* WORK TASK *
Reproduce every record precisely, leaving no line out.

[Dataset entries]
########################################

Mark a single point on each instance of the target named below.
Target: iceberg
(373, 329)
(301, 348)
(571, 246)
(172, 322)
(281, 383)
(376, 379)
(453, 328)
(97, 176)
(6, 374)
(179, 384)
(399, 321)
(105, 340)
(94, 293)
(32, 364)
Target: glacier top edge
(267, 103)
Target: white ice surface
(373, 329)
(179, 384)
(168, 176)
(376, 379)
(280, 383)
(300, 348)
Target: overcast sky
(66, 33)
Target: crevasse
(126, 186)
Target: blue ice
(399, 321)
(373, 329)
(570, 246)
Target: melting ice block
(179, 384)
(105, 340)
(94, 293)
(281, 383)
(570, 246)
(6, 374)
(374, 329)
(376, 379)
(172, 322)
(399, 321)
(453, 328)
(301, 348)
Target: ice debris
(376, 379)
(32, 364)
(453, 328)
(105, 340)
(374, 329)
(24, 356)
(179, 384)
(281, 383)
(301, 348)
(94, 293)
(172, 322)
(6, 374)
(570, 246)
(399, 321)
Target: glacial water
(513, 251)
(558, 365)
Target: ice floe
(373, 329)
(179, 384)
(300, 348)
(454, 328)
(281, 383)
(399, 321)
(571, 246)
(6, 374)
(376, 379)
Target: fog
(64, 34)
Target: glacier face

########################################

* SOLUTION FOR THIS TASK *
Mark a single point on each instance of the target named below.
Target: iceberg
(373, 329)
(301, 348)
(571, 246)
(172, 322)
(281, 383)
(376, 379)
(453, 328)
(97, 176)
(6, 374)
(179, 384)
(399, 321)
(105, 340)
(94, 293)
(32, 364)
Target: glacier top edge
(267, 103)
Target: white ice surface
(373, 329)
(179, 384)
(168, 176)
(376, 379)
(280, 383)
(300, 348)
Target: overcast sky
(66, 33)
Target: crevasse
(126, 186)
Target: blue ice
(399, 321)
(373, 329)
(570, 246)
Target: melting ice block
(179, 384)
(105, 340)
(94, 293)
(281, 383)
(570, 246)
(6, 374)
(374, 329)
(376, 379)
(172, 322)
(399, 321)
(453, 328)
(301, 348)
Target: ice debris
(376, 379)
(32, 364)
(453, 328)
(105, 340)
(374, 329)
(24, 356)
(179, 384)
(281, 383)
(301, 348)
(94, 293)
(172, 322)
(6, 374)
(570, 246)
(399, 321)
Target: glacial water
(513, 251)
(558, 365)
Target: ice floe
(373, 329)
(179, 384)
(300, 348)
(454, 328)
(281, 383)
(399, 321)
(571, 246)
(6, 374)
(376, 379)
Target: fog
(64, 34)
Target: glacier face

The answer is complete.